> _Your tasks_
1. Which two institutions conducted the new study described in the text on marijuana and opioid use?
2. List every year mentioned in the text on marijuana and opioid use.
3. Decide whether each statement agrees with the text on marijuana and opioid use, and quote the deciding words: (a) The new study found an almost 30 percent drop in the use of Schedule III opioids among Medicaid patients. (b) The Civil War is given as having about 630,000 casualties. (c) Fewer than 200,000 of the overdoses were from prescription opioids.

[Document text]

It’s far from the first study to make the connection between legal marijuana and lower opioid use. Just this year, similar conclusions were reached in studies from Minnesota and Israel.
The difference in the new study, conducted by the University of California-San Diego and Weill Cornell Medical College, is the magnitude of marijuana’s impact on opioid use.
Looking at numbers in states that legalized medical marijuana between 1994 and 2014, the study found an almost 30 percent drop in the use of Schedule III opioids by patients in the Medicaid system.
Cost savings
Marijuana advocates have long backed cannabis as a pain reliever that is far safer than opioids. The message has been picked up by more people in recent years as medical marijuana legalization has spread to more states and the opioid overdose epidemic has worsened.
An estimated 630,000 people have overdosed on opioids since 1999. That’s a higher number than the deaths of soldiers in any single U.S. war (the Civil War is the highest with about 500,000 casualties).
Of those 630,000 overdoses, more than 200,000 were from prescription opioids, according to data analyzed by the Centers for Disease Control.

[/Document text]
[Source data]

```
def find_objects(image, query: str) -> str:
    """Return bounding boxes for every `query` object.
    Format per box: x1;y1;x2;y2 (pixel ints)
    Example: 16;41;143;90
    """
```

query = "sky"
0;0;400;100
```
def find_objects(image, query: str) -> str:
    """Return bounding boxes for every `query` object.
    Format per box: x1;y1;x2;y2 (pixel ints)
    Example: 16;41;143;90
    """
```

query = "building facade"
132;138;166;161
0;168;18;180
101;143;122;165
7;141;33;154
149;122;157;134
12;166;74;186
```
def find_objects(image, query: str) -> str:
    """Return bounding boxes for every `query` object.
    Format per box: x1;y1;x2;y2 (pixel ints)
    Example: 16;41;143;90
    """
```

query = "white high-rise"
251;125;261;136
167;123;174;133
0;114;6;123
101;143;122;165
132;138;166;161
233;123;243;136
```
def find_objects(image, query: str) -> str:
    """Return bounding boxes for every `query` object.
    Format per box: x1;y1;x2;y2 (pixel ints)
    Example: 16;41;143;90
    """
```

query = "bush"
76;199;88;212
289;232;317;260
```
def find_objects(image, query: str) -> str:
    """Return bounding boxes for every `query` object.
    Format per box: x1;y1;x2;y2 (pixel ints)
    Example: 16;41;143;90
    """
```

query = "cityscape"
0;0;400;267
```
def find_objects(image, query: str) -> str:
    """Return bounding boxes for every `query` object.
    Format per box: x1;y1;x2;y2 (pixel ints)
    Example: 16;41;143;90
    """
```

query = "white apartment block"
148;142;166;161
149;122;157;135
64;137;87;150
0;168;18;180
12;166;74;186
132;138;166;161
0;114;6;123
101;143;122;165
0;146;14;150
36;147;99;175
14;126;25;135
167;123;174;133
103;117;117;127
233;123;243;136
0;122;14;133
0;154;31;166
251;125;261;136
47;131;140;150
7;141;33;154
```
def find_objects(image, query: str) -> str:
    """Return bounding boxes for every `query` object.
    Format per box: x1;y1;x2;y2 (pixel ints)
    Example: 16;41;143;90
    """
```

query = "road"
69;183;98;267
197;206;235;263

[/Source data]

> _Expected outputs_
1. The University of California-San Diego and Weill Cornell Medical College.

2. 1994, 2014, 1999

3.
(a) Yes: "the study found an almost 30 percent drop in the use of Schedule III opioids by patients in the Medicaid system."
(b) No: "the Civil War is the highest with about 500,000 casualties"
(c) No: "more than 200,000 were from prescription opioids"